Start of Data for review
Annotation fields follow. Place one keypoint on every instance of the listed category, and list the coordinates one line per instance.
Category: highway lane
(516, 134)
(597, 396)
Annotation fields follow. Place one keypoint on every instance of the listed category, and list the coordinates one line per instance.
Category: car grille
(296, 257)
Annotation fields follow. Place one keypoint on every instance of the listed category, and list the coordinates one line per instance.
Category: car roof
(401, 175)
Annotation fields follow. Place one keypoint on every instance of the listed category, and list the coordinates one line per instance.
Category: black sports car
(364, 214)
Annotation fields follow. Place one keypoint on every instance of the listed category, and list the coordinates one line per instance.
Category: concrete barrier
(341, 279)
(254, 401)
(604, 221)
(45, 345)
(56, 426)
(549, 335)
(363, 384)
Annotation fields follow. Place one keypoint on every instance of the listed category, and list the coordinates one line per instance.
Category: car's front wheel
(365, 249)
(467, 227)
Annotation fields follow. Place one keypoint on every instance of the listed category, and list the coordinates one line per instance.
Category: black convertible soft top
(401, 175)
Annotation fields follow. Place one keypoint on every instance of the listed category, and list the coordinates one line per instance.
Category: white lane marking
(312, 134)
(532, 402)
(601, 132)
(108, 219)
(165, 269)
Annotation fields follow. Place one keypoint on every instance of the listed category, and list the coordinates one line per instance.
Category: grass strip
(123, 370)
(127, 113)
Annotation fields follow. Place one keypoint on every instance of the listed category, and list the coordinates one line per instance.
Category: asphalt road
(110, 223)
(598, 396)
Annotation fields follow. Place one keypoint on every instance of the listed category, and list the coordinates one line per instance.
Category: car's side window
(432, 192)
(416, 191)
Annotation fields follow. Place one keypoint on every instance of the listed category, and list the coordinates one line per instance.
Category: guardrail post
End of Data for review
Retype the records in full, keeping every word as it is.

_Task output_:
Annotation fields follow. Place one keypoint on every instance of the listed category, and list the coordinates one line per instance.
Category: highway lane
(516, 134)
(597, 396)
Annotation fields follow. Place one keypoint on every instance of the listed category, and list the coordinates one line per instance.
Category: car grille
(296, 257)
Annotation fields follow. Place one keypoint on every instance of the listed category, and list the coordinates one line per instance.
Category: car roof
(401, 175)
Annotation fields follow. Place one keypoint on every instance of the listed category, and list the coordinates one line per instance.
Category: black sports car
(364, 214)
Annotation fields follow. Place one keypoint on every instance of the listed category, and list the coordinates one line per instance.
Category: concrete barrier
(341, 279)
(254, 401)
(604, 221)
(45, 345)
(56, 426)
(549, 335)
(363, 384)
Annotation fields follow. Place one keypoint on every instance of the listed category, and list the coordinates one line per instance.
Category: car's front wheel
(365, 249)
(467, 227)
Annotation fields follow. Place one keypoint on every instance of the listed category, and list the coordinates one line per instance.
Category: black convertible soft top
(401, 175)
Annotation fields follow. Place one keypoint on every instance of the listed category, and list the coordinates one line per instance.
Category: white lane marking
(312, 134)
(532, 402)
(601, 132)
(108, 219)
(165, 269)
Annotation fields follow. Place one keypoint on every instance of the listed category, and list the coordinates one line per instance.
Category: grass strip
(123, 370)
(127, 113)
Annotation fields follow. Place one keypoint on every instance of the listed category, and list the coordinates one line per instance.
Category: asphalt road
(110, 223)
(598, 396)
Annotation fields follow. Place one keypoint on every instance of the listed category, and list the coordinates one line per instance.
Category: car's side window
(432, 192)
(416, 191)
Annotation fields follow. Place one keypoint on every instance of the listed category, and list the coordinates one line per instance.
Category: guardrail post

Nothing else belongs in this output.